**ENTRIES SUPPLIED**
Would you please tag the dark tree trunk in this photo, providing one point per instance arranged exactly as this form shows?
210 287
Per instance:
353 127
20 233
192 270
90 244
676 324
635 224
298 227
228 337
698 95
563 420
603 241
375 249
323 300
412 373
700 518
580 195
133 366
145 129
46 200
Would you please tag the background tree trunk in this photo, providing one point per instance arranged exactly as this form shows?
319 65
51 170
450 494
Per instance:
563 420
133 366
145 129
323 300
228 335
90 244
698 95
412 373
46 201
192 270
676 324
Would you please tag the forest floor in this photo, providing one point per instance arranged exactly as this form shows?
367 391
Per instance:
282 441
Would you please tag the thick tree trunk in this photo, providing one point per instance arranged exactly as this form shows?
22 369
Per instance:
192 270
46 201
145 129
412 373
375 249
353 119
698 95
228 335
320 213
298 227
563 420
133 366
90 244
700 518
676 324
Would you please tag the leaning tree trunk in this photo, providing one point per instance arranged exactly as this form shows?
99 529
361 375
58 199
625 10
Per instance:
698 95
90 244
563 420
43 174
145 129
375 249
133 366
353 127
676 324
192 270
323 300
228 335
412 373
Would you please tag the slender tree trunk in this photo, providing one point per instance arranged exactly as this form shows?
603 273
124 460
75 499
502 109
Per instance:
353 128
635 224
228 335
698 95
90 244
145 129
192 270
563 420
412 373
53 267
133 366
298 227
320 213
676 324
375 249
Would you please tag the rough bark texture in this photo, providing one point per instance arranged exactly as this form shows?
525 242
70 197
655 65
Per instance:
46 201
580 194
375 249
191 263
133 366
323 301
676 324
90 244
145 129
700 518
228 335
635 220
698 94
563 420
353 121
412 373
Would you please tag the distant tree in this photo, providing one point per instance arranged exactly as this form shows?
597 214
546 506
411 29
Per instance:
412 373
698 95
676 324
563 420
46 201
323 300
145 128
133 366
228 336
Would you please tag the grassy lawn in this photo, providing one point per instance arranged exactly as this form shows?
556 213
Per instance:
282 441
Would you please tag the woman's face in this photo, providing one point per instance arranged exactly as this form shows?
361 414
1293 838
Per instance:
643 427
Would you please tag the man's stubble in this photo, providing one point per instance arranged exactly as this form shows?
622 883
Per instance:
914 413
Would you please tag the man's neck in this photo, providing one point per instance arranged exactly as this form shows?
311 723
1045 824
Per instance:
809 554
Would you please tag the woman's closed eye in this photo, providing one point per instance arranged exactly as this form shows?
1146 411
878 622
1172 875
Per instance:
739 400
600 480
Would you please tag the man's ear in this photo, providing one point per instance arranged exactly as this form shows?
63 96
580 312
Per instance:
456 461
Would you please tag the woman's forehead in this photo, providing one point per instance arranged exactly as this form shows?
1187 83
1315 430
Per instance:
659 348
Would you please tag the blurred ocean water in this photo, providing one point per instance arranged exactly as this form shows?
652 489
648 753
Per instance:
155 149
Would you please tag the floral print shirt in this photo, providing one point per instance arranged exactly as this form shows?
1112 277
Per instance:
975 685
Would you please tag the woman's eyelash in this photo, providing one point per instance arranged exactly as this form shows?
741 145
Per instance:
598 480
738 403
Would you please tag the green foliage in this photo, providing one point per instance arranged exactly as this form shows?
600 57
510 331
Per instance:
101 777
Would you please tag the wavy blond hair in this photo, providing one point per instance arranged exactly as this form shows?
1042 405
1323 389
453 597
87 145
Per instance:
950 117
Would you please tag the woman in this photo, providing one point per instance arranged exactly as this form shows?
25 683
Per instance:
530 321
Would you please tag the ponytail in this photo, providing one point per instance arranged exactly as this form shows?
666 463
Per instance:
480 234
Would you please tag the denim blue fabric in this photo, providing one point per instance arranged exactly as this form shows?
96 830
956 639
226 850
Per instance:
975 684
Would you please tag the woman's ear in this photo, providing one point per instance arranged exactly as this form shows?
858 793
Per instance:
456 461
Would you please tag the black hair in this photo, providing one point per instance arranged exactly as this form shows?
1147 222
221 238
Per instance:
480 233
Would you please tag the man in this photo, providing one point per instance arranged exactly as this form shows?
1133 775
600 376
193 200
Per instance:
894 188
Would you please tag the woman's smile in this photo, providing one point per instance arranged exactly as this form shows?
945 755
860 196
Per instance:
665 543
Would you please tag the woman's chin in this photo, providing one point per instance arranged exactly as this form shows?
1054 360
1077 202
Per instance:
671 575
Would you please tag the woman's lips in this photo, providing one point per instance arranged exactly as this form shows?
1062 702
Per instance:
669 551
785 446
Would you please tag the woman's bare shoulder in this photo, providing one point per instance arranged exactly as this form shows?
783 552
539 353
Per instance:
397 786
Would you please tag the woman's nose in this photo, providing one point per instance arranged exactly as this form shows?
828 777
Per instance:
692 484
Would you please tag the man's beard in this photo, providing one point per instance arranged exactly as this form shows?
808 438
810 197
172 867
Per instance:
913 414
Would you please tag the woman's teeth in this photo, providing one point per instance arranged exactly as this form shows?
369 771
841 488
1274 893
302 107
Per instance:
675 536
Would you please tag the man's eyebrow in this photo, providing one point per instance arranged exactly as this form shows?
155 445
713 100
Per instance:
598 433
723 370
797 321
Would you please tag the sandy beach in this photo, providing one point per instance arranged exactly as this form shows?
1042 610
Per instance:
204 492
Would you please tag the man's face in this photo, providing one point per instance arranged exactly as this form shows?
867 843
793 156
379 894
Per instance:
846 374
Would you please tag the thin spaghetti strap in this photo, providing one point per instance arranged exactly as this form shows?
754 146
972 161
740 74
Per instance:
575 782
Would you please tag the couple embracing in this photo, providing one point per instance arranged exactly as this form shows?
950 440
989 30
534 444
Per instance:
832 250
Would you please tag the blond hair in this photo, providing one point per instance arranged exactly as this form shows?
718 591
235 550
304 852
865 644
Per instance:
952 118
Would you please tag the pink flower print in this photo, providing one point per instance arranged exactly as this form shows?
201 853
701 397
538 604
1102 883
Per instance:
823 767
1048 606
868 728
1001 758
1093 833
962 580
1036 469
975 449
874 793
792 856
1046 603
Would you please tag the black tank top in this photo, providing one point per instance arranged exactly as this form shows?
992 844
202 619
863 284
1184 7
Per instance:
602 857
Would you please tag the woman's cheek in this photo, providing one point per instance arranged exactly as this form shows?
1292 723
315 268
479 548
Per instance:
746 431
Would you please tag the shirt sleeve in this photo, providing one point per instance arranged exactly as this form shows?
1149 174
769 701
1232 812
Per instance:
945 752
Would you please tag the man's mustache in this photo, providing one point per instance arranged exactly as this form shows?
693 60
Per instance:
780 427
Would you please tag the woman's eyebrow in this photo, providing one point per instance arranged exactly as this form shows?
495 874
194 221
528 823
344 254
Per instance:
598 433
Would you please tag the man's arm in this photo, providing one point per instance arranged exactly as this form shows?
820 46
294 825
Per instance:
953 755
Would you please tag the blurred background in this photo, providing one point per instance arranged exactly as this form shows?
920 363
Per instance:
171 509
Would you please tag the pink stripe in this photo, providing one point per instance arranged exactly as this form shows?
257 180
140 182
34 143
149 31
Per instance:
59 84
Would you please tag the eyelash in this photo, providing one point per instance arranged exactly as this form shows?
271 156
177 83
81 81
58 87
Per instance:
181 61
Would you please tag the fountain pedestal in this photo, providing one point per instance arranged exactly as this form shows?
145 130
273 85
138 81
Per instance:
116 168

**WORK REQUIRED**
All lines carrying the word "black" must be copied from the data above.

**RESULT FOR THIS EXERCISE**
Would you please tag the black hair in this photo, providing one point per instance arranged exactly as this form shows?
Would you please tag the black tank top in this photo, providing one point per instance arranged exactly as this form shows?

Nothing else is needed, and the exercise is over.